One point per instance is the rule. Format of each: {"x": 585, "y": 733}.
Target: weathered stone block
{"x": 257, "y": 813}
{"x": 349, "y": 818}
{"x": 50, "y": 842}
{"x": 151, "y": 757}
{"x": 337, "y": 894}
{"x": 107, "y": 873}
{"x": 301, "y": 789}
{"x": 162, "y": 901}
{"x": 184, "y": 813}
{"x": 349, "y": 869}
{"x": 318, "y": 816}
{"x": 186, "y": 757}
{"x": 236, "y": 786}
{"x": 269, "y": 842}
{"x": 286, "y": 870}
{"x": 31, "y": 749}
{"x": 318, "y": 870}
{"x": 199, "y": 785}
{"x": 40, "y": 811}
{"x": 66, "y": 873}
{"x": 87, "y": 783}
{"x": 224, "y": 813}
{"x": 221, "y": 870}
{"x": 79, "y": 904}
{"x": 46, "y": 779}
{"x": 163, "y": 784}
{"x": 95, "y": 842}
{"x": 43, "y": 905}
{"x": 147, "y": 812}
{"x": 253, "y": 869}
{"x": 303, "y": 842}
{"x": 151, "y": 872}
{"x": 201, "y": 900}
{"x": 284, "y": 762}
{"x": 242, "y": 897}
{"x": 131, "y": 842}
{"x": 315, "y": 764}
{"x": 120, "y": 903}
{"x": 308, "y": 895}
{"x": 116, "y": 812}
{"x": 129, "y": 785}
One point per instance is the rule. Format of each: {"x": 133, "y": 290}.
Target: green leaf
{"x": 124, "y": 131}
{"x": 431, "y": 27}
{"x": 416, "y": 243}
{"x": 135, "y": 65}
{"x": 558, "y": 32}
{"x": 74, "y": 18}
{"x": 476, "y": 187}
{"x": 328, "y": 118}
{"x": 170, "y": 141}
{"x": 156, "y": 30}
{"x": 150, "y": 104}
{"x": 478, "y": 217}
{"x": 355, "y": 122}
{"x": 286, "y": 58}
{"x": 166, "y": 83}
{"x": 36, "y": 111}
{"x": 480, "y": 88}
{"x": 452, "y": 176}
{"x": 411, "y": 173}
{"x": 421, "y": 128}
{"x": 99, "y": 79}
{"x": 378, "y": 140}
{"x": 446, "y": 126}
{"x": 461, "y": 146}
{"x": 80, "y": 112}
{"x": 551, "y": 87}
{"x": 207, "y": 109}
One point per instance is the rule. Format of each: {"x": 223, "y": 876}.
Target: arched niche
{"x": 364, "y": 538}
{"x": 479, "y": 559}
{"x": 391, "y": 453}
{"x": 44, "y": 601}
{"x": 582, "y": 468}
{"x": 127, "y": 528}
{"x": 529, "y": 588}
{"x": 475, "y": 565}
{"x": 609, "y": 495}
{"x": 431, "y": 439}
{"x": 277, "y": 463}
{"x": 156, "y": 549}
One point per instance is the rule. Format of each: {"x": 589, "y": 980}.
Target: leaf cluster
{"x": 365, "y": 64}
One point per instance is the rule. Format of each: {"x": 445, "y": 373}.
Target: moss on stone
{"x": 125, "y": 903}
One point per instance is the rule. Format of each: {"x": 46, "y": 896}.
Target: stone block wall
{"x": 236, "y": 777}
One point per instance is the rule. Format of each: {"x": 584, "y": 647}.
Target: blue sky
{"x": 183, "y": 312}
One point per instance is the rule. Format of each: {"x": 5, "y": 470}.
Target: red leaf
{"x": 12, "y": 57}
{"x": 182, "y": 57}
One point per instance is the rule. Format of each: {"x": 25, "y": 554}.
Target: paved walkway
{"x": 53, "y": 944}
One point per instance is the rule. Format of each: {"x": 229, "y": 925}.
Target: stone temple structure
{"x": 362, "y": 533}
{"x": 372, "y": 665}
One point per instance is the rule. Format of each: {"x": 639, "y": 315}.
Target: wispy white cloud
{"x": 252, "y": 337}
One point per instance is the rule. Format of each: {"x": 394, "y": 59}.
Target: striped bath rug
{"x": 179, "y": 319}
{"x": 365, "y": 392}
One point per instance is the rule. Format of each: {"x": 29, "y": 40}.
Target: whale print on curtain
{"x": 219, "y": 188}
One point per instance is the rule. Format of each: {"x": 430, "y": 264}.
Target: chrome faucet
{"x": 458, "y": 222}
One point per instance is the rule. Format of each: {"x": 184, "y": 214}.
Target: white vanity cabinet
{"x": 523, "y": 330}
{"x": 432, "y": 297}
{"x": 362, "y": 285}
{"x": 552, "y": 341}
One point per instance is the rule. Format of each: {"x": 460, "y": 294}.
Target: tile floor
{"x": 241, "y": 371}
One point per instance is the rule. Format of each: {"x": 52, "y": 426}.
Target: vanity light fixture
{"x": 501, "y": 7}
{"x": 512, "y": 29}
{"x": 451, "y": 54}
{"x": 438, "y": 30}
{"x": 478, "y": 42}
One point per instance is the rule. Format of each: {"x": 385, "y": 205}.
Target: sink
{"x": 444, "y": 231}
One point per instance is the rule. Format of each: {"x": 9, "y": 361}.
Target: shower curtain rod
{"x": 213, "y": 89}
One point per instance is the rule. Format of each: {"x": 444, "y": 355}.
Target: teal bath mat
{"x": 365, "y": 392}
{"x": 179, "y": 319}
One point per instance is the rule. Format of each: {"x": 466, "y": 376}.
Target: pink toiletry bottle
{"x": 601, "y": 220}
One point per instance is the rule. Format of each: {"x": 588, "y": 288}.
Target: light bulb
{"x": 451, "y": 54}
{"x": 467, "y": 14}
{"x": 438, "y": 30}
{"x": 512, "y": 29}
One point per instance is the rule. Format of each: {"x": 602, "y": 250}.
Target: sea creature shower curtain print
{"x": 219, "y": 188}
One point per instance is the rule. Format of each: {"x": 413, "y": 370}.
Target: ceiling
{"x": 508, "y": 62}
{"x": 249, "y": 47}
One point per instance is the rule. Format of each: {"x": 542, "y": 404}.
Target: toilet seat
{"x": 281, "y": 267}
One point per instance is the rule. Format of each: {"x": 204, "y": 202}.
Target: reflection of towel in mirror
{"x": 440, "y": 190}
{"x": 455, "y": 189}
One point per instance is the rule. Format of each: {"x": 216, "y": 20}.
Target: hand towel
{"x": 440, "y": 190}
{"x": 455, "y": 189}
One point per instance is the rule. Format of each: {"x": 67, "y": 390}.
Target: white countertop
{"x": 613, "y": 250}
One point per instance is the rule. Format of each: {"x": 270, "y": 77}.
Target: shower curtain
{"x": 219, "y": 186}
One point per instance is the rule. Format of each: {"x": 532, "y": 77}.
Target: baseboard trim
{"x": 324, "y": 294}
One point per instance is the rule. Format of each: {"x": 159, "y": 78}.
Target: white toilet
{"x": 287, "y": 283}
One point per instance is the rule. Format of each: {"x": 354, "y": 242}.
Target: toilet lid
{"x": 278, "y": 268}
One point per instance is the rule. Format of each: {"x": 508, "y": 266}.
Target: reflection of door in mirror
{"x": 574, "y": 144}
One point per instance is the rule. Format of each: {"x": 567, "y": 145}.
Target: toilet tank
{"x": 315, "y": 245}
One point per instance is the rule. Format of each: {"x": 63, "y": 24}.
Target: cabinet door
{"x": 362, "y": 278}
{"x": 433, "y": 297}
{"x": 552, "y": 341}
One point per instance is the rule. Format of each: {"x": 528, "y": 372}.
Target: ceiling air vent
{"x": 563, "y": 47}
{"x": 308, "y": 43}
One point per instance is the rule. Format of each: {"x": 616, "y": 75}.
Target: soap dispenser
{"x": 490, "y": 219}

==

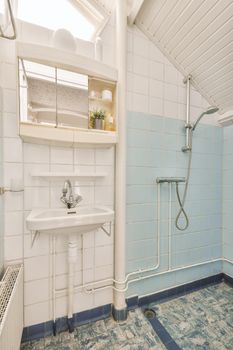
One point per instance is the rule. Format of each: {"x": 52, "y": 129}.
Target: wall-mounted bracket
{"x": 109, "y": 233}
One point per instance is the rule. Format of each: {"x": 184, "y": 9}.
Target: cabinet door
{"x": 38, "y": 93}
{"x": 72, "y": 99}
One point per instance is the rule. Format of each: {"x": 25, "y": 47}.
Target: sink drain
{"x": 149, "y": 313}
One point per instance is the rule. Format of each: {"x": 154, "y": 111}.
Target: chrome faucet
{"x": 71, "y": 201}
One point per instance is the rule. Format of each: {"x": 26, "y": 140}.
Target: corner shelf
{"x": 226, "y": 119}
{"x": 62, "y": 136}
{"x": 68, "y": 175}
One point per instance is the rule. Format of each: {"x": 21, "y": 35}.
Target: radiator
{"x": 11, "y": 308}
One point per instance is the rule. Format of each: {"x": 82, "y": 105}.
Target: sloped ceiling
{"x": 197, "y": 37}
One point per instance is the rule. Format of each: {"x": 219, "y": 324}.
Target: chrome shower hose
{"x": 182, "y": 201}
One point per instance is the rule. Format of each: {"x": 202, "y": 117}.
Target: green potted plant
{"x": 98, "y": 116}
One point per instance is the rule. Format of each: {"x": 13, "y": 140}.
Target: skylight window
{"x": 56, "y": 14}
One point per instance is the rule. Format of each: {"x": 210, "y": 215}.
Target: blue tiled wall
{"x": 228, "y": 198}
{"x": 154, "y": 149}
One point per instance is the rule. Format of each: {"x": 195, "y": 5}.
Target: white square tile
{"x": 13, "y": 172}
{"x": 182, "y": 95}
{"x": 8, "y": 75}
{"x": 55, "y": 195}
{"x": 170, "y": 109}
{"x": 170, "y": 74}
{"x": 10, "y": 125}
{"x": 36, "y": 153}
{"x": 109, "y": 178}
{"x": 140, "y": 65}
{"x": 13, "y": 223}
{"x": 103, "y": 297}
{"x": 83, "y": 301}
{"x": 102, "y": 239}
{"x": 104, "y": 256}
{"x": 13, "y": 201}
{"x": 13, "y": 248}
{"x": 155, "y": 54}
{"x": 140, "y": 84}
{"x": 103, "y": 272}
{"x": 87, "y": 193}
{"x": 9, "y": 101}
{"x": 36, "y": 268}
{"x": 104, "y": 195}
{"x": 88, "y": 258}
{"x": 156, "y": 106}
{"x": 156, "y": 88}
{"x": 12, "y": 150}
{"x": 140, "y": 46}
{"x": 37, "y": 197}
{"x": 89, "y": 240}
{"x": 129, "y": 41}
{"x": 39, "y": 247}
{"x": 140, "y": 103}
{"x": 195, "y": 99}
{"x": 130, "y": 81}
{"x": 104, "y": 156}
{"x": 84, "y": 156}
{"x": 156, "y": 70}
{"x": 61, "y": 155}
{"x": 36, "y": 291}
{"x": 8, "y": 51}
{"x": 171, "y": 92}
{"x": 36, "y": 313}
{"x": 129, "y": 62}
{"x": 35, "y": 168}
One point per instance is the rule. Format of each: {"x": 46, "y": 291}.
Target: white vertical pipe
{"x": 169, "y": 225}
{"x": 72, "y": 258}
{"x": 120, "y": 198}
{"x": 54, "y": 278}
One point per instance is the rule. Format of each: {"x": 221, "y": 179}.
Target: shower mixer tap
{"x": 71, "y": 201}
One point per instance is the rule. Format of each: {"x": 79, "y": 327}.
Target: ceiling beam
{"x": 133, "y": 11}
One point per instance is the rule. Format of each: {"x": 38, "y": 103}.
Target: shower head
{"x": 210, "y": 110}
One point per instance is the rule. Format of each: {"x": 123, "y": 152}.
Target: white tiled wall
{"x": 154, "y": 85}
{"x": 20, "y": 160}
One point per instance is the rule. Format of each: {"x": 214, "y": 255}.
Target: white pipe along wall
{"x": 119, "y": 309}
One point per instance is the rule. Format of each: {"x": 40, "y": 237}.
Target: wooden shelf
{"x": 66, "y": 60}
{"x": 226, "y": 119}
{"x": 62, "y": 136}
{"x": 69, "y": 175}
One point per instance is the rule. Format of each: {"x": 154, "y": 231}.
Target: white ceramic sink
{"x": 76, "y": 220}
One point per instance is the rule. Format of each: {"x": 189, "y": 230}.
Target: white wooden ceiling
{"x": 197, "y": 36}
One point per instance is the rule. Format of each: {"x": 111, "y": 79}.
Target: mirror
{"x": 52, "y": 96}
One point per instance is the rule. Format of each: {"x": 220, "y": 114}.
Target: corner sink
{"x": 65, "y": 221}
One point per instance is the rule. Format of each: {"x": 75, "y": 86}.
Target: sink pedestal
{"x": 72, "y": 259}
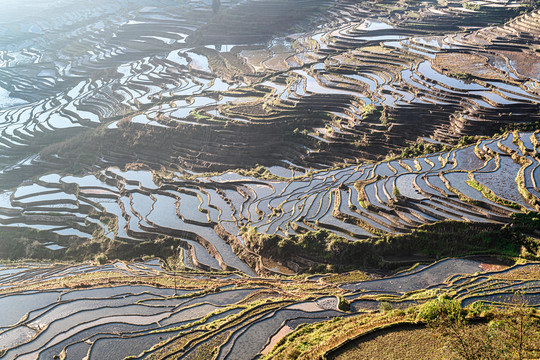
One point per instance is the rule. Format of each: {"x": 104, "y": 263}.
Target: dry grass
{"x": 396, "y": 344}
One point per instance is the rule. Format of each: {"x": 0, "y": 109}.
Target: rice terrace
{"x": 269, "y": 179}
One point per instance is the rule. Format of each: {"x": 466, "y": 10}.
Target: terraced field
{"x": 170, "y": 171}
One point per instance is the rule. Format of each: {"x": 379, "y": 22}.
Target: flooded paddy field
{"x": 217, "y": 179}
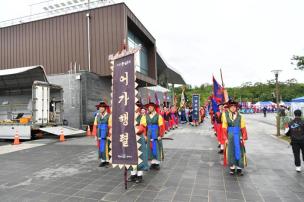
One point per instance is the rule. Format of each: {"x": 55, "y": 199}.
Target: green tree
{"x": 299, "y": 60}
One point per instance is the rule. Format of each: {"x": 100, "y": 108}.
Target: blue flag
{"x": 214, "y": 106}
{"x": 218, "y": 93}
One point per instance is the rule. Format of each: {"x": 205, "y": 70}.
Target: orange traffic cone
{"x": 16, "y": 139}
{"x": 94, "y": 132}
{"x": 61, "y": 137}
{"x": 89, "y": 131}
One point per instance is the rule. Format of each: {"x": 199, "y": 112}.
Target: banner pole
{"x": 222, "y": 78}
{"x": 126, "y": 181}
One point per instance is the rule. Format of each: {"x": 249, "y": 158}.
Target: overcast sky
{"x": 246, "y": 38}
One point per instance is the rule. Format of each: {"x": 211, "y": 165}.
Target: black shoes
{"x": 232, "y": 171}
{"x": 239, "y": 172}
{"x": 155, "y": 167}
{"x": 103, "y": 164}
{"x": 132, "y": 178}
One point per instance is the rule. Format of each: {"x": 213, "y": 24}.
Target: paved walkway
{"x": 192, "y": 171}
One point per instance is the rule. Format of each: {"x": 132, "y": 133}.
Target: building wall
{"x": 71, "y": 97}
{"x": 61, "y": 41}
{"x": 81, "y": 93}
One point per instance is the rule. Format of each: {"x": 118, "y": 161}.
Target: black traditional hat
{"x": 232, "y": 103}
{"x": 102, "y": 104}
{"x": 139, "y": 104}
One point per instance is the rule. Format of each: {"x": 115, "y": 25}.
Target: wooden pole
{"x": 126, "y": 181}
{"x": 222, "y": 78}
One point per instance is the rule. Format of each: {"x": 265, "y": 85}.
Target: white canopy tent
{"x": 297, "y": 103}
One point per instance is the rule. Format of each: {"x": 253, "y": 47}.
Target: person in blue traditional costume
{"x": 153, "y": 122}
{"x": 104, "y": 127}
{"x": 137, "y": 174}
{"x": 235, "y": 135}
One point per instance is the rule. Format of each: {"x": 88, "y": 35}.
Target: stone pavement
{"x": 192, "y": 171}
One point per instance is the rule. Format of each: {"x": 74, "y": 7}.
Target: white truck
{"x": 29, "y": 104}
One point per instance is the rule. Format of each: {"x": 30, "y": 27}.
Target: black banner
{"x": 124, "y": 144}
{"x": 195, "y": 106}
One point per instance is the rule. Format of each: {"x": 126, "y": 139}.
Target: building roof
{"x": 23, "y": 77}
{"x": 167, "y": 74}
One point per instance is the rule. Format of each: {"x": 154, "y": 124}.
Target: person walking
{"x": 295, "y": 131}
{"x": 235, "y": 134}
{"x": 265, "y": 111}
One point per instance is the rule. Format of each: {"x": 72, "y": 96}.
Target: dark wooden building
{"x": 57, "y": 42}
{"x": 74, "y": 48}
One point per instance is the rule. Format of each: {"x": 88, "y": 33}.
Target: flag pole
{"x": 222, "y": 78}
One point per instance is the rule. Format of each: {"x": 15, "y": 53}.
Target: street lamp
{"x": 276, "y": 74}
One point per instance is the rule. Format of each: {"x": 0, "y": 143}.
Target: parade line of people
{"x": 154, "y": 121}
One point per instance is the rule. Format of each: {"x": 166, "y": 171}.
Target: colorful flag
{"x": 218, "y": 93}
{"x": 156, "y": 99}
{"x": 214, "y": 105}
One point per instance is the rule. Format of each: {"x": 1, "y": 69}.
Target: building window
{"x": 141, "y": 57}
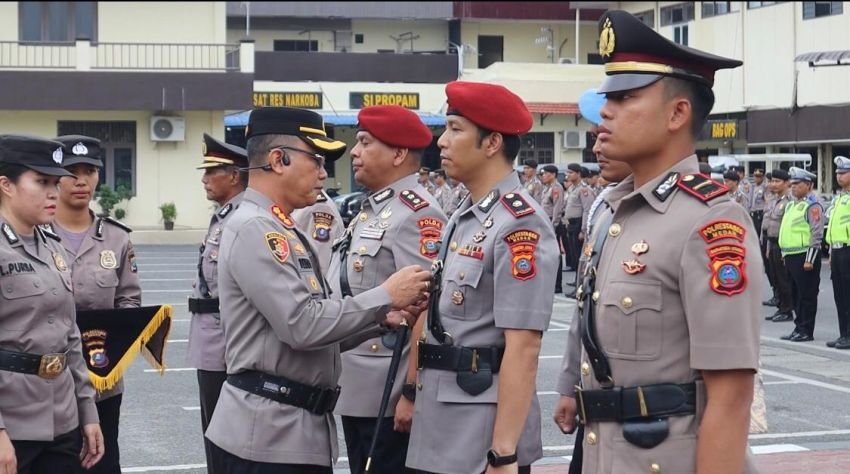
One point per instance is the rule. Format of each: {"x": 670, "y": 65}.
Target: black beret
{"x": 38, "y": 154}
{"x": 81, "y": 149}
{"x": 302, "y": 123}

--

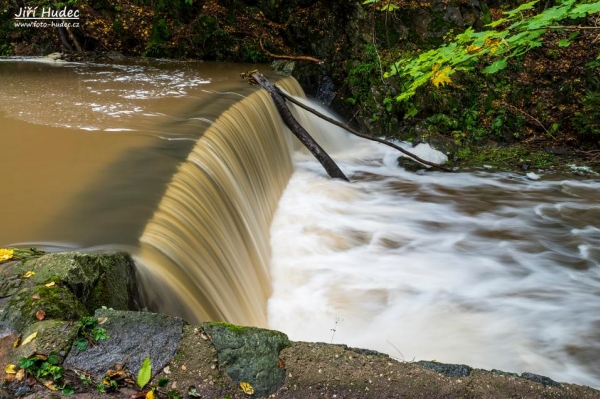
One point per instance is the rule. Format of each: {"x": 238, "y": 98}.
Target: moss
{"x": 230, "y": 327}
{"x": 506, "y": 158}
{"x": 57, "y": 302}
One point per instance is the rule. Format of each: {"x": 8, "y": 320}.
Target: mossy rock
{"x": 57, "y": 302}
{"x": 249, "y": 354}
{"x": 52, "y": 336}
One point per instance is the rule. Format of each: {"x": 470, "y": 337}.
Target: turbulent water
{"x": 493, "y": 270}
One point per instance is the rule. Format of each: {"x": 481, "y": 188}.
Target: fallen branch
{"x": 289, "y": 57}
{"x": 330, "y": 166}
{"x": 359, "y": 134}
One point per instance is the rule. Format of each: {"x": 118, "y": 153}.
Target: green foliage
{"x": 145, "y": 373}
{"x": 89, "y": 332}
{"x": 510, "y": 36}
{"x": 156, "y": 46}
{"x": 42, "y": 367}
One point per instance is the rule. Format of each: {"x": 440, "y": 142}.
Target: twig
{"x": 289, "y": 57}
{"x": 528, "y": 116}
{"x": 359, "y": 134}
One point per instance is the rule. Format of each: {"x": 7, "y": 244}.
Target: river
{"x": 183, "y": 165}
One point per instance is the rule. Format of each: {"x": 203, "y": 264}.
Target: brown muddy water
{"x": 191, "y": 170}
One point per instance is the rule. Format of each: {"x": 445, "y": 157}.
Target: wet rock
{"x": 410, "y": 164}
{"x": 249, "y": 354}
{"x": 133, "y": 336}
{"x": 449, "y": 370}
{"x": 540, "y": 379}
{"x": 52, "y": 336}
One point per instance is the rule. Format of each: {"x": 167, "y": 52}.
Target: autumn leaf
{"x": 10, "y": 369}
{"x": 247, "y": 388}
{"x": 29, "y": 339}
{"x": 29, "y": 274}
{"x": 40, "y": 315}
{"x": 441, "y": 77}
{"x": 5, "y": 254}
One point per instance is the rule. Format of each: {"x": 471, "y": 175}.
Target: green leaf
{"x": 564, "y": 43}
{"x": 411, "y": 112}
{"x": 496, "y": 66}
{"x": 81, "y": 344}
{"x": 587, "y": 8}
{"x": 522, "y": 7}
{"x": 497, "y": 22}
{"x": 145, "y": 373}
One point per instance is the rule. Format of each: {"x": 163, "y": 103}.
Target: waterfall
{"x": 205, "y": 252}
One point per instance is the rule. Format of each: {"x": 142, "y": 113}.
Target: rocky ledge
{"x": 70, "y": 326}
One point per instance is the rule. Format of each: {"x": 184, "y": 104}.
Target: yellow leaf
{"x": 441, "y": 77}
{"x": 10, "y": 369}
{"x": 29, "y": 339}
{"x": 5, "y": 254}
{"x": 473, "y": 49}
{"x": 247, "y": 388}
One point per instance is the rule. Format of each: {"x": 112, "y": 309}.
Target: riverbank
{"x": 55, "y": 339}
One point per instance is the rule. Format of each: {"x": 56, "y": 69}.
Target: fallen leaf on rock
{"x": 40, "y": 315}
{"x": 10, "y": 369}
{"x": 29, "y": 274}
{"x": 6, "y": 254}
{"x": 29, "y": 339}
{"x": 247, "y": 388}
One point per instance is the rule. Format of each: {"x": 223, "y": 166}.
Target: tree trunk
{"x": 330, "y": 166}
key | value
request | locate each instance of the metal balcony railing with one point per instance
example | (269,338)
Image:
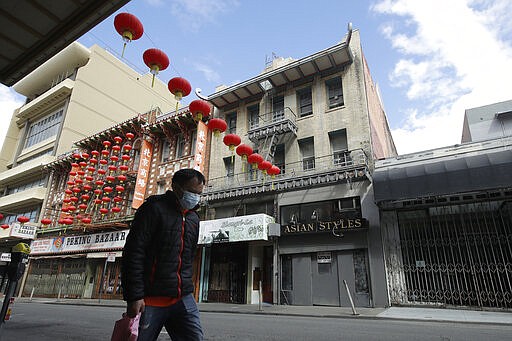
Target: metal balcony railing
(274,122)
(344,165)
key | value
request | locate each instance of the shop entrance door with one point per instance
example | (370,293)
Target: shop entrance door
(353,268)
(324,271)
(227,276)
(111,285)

■ WHAT YOU SHOULD DO: From the material above, select every line that contains the word "door" and copy each one. Case counts.

■ FULL RESPONSE:
Target: reflection of door in mirror
Target: cabinet door
Target: cabinet door
request | locate each instance of the shop entrance door with one point per instance
Target: shop entrance door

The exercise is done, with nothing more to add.